Replace every "pixel coordinates" in all of the entries with "pixel positions", and reproduce the entries with nothing else altered.

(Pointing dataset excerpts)
^^^^^^^^^^^^^^^^

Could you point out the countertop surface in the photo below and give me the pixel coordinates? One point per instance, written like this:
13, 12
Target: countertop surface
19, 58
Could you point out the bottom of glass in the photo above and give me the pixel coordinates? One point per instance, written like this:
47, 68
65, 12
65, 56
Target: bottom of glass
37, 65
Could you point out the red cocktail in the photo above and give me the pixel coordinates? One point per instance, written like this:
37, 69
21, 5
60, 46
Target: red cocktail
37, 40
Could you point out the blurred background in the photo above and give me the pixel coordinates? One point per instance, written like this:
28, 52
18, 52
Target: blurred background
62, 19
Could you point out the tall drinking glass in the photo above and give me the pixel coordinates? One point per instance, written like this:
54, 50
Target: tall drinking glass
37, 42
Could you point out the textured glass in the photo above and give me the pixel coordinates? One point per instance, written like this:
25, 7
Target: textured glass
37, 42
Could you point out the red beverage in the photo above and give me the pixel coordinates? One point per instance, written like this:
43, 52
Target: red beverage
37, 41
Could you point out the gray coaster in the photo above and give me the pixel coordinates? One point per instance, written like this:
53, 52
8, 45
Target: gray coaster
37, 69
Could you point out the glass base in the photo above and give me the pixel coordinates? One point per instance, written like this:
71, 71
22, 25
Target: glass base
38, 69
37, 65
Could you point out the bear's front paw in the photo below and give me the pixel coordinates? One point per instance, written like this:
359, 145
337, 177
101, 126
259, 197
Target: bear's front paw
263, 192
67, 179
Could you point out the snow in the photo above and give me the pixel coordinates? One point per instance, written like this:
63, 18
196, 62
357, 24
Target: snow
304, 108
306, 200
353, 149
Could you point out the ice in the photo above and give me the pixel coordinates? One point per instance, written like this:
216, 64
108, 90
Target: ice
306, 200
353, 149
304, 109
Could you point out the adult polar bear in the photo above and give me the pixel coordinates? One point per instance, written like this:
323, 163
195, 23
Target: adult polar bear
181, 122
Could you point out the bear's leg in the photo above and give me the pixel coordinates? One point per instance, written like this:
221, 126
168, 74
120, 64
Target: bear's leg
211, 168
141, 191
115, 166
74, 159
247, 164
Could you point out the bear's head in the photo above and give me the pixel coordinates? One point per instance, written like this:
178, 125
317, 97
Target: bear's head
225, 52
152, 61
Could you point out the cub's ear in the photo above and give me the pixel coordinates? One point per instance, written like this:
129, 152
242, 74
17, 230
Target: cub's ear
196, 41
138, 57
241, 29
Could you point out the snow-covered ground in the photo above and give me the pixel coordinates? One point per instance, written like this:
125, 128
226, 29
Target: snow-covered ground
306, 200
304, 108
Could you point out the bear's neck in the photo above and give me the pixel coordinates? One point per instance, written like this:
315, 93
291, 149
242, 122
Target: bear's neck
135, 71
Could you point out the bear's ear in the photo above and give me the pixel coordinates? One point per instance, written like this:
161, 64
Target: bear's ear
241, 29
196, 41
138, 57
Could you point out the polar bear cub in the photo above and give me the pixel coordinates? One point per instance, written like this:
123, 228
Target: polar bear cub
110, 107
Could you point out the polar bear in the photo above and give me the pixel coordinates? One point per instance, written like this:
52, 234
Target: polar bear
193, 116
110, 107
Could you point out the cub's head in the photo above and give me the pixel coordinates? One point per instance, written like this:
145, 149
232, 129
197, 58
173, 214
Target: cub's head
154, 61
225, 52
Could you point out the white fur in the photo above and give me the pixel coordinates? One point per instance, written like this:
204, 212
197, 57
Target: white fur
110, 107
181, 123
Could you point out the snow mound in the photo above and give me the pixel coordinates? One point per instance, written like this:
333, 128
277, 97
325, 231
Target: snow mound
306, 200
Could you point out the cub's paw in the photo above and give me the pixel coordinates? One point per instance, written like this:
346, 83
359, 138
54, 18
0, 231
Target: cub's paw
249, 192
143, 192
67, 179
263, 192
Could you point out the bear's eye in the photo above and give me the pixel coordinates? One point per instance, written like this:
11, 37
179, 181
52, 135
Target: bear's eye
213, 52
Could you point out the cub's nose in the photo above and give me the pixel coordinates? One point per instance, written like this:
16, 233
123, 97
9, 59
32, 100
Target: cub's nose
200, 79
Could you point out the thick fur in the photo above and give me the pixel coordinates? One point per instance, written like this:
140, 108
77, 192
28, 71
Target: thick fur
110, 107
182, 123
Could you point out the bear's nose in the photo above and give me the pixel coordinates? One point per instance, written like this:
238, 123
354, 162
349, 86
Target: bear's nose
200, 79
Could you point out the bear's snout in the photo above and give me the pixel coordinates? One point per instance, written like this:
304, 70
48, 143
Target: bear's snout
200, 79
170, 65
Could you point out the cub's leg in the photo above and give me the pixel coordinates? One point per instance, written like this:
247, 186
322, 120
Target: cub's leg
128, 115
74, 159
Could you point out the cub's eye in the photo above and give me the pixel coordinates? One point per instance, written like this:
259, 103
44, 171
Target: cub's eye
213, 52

^^^^^^^^^^^^^^^^

ANSWER TO THIS PROBLEM:
Could you point out the countertop surface in the photo below and give me the pixel positions? One point per instance, written like this:
13, 12
Target: countertop surface
19, 58
Could you point out the bottom of glass in the photo above and give me the pixel positions? One point per instance, written like this:
47, 68
65, 12
65, 56
Target: bottom of glass
37, 65
Could you point out the red cocktail in the photo above and give me the pixel positions? One point per instance, written like this:
37, 69
21, 5
60, 46
Target: red cocktail
37, 40
Could you point out the blurred background in the photo above and give me the pixel positions? One point per instance, written like this:
28, 52
18, 52
Target: blurred background
62, 19
Could you point out the tall drinking glass in the photo above and give me the pixel positions? One point per instance, written like this:
54, 50
Target: tall drinking glass
37, 42
Could you point out the textured glass in the photo above and give me the pixel positions? One point per instance, written like this:
25, 7
Target: textured glass
37, 42
Could you point out the red beverage in the photo above and give me the pixel positions? One point per instance, written like this:
43, 52
Target: red beverage
37, 41
Could you point out the gray coaster in the photo above and give me the pixel positions? One point per instance, written like this:
53, 52
8, 45
Target: gray coaster
37, 69
Could you point out the glass base in the photo above and give me the pixel positions? One point per instance, written like this:
71, 71
22, 25
Target: glass base
38, 69
37, 65
Could you point out the bear's front paw in the photo below and give me the pixel positions? One point per instance, written like this:
359, 145
337, 177
101, 126
259, 197
Target: bear's front paw
263, 192
67, 179
Could you point out the snow in the photo above and give me the pixel positions? One point per instance, written like this:
63, 18
196, 62
357, 24
Target: snow
304, 108
306, 200
353, 149
Could you point out the ice in the photo above and give me the pixel positions? One point per instance, written like this:
216, 64
108, 90
Target: ice
306, 200
353, 149
304, 109
Could you point out the adult polar bear in the photo above and give me the pixel positions? One point per instance, written like this:
323, 163
195, 23
Target: adult polar bear
181, 122
Could you point out the bear's leg in the photo above and give me the pixel positions? One point per instance, written like this:
221, 126
168, 74
120, 64
Target: bear's leg
211, 168
141, 191
115, 166
74, 159
247, 164
Could you point out the bear's head in the photo above and give me the pixel positions? One point per instance, written like this:
178, 125
317, 97
Target: bear's head
225, 52
152, 61
Could you point out the cub's ear in the photo above and give me the pixel positions? One point per instance, written like this:
129, 152
242, 74
17, 230
Target: cub's ear
196, 41
138, 57
241, 29
Could you point out the snow-covered ground in the photo above and give me the pixel positions? One point per instance, written like this:
125, 128
226, 29
Target: snow-covered ground
306, 200
304, 108
Could you point out the bear's neck in the photo above and give me the pixel positions? One point per instance, written like this:
315, 93
291, 149
242, 122
Target: bear's neck
135, 71
Could you point out the bear's ear in the photo above and give me the pixel positions? One point per instance, written like this:
161, 64
Target: bear's ear
241, 29
196, 41
138, 57
Could you point out the polar bear cub in the photo above and give me the pixel positions? One point per instance, written like this:
123, 228
Target: polar bear cub
110, 107
Could you point out the polar bear in the photo above and give me the pixel positions? One point per instance, written like this:
52, 234
Target: polar bear
193, 116
110, 107
Could you point out the cub's head in the photo above and give me the pixel positions? One point per instance, written like this:
145, 149
232, 129
197, 58
173, 214
Target: cub's head
154, 61
225, 52
Could you point out the white fur in the photo above and give me the pixel positions? One point per instance, written like this:
204, 212
197, 57
Target: white fur
110, 107
181, 123
Could you point out the snow mound in the photo above and give me the pixel positions? One point per instance, written like this:
333, 128
277, 97
325, 231
Target: snow mound
306, 200
Could you point out the cub's paw in the photo above and give me the pixel positions? One point per instance, written like this:
346, 83
359, 138
54, 18
0, 231
Target: cub's paw
249, 192
143, 192
67, 179
263, 192
Could you point out the bear's eye in the photo above and give me the pixel positions? One point per instance, written like this:
11, 37
179, 181
52, 135
Target: bear's eye
213, 52
Could you point out the cub's nose in the photo above and give me the pixel positions? One point per instance, written like this:
16, 233
123, 97
9, 59
32, 100
Target: cub's nose
200, 79
Could you point out the thick fur in the photo above and give me the pixel positions? One point per instance, written like this:
140, 108
77, 192
28, 71
Target: thick fur
110, 107
182, 123
Could you point out the bear's nose in the photo above and give me the pixel positions? One point per instance, written like this:
238, 123
354, 162
349, 86
Target: bear's nose
200, 79
Could you point out the bear's snout in the photo above and give me the pixel positions? One point per instance, written like this:
304, 70
48, 143
Target: bear's snout
200, 79
170, 65
Could you point out the cub's leg in the photo above and give me the pixel positions? One point per instance, written like this:
247, 186
322, 120
Target: cub's leg
128, 115
74, 159
Could you point out the cub's eye in the photo above and give me the pixel positions? One point per instance, written like this:
259, 103
44, 171
Target: cub's eye
213, 52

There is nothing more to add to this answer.